Text:
┄┄┄┄┄┄┄┄┄┄
Dish Locals Shutdown and DirectTV

I don't think ppl are understanding that Dish has disabled EIT program guide info in their OTA tuner. If this were enabled you'd get program guide without spending $6 or whatever it is for locals.

Why did they disable EIT if locals are not a significant profit center? Their own financials show their profit margin is 44%!!

AFAIC disabling EIT makes Dish more complicit in ripping us off.
Seems like you think they should just give you the OTA Tuner and provide the program info(which costs) for free.
 
All he is saying is since Dish makes a decent profit, they as a company should absorb some of the cost of the locals they carry instead of passing it on to the costumers or pulling them off of the air.

I happen to dissagree with him as I do not think Dish's profits are anywhere near 44%.
I know what he means, But lets turn that around on D* as well. Their numbers look much Higher then E*. But I'm not telling D* customers they are getting ripped Off because D* makes money. That Just dumb. I may not feel D* would be worth the money for what I want. But thats why I use my E* service for 95% of my TV service. I have a very limited D* service. I'd like to see a New TiVo in action, Before I take a step, But with the limited Programming I find with D*, I'm not so sure its that great of a step for my needs.
┄┄┄┄┄┄┄┄┄┄
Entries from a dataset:

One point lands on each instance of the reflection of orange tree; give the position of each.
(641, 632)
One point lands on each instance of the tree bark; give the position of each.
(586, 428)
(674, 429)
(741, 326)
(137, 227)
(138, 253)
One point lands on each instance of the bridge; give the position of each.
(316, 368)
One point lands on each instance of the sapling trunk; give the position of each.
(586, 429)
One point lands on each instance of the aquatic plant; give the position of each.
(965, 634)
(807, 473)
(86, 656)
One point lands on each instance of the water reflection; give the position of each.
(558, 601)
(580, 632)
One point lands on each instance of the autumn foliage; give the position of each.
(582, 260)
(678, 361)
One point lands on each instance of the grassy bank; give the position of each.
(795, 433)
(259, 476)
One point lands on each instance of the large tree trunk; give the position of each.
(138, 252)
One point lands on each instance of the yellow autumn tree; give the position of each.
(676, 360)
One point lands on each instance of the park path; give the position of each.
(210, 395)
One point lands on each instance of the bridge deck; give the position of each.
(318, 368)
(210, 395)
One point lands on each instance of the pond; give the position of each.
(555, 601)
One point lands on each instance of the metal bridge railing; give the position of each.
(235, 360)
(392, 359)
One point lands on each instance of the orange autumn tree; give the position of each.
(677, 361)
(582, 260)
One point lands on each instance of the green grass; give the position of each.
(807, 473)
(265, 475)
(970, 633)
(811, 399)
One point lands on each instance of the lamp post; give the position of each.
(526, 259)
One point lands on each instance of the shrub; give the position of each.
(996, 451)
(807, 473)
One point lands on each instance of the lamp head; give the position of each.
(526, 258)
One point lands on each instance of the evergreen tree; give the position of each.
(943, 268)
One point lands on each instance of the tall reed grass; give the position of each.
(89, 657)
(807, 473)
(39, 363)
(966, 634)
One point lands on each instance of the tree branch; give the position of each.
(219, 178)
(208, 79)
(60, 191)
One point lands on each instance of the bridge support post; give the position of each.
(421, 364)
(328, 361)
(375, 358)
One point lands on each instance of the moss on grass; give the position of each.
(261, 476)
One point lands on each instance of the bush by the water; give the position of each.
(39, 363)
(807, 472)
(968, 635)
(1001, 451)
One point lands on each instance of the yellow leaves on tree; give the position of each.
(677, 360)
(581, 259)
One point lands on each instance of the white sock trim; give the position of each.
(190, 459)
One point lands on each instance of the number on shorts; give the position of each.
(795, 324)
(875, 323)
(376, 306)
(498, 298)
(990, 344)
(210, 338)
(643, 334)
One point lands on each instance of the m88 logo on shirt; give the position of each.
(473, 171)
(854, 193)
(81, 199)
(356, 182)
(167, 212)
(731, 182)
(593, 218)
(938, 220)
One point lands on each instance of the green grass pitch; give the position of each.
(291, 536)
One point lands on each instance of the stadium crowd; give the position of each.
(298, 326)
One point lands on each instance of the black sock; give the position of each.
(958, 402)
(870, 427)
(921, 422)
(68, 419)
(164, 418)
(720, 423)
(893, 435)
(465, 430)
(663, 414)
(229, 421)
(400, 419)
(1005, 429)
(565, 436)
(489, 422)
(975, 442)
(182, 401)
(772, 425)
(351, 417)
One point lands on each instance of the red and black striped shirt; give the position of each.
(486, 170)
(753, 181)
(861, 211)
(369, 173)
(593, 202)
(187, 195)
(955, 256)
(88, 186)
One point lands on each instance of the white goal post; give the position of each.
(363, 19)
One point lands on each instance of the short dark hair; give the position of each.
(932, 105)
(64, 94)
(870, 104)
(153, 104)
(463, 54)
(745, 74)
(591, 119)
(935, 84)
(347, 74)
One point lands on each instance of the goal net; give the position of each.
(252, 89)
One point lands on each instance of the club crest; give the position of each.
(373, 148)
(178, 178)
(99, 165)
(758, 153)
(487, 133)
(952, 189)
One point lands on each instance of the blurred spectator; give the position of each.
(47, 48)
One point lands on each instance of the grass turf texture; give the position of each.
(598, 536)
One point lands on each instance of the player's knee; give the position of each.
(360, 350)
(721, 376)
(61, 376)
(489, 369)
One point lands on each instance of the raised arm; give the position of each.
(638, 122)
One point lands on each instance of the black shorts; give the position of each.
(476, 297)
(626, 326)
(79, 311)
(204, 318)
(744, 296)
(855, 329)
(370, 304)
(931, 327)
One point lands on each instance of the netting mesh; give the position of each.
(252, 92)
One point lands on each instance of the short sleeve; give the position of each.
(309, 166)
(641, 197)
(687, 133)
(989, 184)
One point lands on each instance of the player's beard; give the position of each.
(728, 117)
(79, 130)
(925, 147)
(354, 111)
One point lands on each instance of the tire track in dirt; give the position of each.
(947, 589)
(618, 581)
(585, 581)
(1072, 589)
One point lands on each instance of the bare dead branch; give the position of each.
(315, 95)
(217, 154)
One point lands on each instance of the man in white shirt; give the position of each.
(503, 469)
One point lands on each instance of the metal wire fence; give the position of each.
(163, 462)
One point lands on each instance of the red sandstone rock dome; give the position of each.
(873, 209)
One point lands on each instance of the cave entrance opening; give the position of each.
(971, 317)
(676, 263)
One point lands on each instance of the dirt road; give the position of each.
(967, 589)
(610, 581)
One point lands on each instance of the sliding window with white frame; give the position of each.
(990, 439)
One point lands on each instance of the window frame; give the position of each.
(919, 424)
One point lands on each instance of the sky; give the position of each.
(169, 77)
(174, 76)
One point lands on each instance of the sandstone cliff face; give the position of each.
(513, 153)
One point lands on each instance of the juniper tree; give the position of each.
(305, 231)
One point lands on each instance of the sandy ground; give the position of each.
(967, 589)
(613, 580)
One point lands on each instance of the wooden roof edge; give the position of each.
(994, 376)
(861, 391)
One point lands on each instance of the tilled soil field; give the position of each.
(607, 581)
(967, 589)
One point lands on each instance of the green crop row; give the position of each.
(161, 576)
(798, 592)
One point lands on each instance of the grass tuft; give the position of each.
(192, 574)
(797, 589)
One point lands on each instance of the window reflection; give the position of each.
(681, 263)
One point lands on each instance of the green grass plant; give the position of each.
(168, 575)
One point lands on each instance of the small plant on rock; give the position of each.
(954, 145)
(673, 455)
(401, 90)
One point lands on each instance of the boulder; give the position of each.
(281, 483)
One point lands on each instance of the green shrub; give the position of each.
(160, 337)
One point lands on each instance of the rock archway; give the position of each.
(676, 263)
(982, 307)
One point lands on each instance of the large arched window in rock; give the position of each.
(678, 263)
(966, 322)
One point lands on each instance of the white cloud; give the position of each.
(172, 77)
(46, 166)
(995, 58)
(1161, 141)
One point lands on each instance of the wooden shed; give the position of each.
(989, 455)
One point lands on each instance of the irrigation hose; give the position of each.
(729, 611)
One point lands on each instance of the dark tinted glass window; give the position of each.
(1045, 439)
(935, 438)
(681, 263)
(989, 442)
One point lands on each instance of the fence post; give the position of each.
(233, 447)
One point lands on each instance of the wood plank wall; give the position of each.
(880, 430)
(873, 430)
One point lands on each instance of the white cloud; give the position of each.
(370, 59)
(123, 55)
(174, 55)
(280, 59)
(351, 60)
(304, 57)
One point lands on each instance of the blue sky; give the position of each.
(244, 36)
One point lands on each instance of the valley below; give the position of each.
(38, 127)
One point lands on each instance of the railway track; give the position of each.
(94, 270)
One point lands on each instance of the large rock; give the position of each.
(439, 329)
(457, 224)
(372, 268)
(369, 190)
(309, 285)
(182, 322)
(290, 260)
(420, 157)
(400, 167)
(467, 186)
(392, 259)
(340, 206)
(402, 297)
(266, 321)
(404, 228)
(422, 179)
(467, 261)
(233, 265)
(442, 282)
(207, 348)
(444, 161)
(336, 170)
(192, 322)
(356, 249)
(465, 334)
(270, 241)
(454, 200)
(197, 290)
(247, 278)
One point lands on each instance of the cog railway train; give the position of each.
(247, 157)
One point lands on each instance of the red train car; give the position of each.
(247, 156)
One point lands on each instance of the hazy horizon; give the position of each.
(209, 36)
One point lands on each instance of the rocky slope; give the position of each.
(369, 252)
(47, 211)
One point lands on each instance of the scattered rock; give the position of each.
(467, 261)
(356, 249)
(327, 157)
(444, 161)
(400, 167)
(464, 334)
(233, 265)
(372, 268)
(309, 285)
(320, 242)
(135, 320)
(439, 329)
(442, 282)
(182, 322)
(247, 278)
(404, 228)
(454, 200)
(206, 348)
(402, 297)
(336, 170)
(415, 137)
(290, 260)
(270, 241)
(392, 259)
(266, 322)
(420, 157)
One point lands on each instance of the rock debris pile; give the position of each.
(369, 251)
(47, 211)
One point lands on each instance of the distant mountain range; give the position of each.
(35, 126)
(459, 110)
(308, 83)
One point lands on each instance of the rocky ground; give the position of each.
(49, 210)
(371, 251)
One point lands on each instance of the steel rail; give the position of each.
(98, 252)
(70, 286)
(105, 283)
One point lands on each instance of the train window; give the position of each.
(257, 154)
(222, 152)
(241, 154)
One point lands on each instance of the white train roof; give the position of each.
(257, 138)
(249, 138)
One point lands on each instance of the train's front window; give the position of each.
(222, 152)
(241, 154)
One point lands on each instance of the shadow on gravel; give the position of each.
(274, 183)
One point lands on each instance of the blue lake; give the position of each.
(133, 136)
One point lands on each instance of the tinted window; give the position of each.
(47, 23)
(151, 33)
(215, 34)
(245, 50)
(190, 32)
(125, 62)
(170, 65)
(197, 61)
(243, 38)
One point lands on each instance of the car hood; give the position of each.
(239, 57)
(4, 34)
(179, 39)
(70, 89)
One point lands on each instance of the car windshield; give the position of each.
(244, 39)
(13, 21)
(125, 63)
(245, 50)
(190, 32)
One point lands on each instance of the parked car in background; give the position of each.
┄┄┄┄┄┄┄┄┄┄
What you are asked to do: Please pick up the discussion about Dish locals after its final post and carry it forward.

Exercise result:
But for someone to drop into a Thread who hasn't a clue on E* service, and say they are ripping him off, Is nothing but nonsence.
 
I know what he means, But lets turn that around on D* as well. Their numbers look much Higher then E*. But I'm not telling D* customers they are getting ripped Off because D* makes money. That Just dumb. I may not feel D* would be worth the money for what I want. But thats why I use my E* service for 95% of my TV service. I have a very limited D* service. I'd like to see a New TiVo in action, Before I take a step, But with the limited Programming I find with D*, I'm not so sure its that great of a step for my needs.
But for someone to drop into a Thread who hasn't a clue on E* service, and say they are ripping him off, Is nothing but nonsence.
What is the big deal about TiVO. I still OWN a TiVO and have used TiVO's much longer than my HR20 and I can easily say that the HR20 is many times better than TiVO in many aspects, from the features to the interface to the ease of use.
 
All he is saying is since Dish makes a decent profit, they as a company should absorb some of the cost of the locals they carry instead of passing it on to the costumers or pulling them off of the air.

I happen to dissagree with him as I do not think Dish's profits are anywhere near 44%.


I disagree also.;)

Plus does he have D*?,or is he representing local networks?.Alot of times when posters attack E* others normally assume they are a D* subscriber.:confused:


I myself have had both and both serve a purpose....a choice.;)
 
I like that Idea.

You can have must carry and be on free, or you can demand compensation.

But compensation allows the satellite/cable company to bring in adjacent DMA programming from the same source (network).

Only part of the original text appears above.